- **Coordinate annotation entries**:
*-*-*

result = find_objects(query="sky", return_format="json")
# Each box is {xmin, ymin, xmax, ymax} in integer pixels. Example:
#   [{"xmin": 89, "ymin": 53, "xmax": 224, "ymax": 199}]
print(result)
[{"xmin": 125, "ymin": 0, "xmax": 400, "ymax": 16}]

*-*-*

- **TO BE DONE**:
Format every line of the items above as a JSON list of strings, with one string per line and blank lines omitted.

- **THE COMPLETED TASK**:
[
  "result = find_objects(query=\"sky\", return_format=\"json\")",
  "# Each box is {xmin, ymin, xmax, ymax} in integer pixels. Example:",
  "#   [{\"xmin\": 89, \"ymin\": 53, \"xmax\": 224, \"ymax\": 199}]",
  "print(result)",
  "[{\"xmin\": 125, \"ymin\": 0, \"xmax\": 400, \"ymax\": 16}]"
]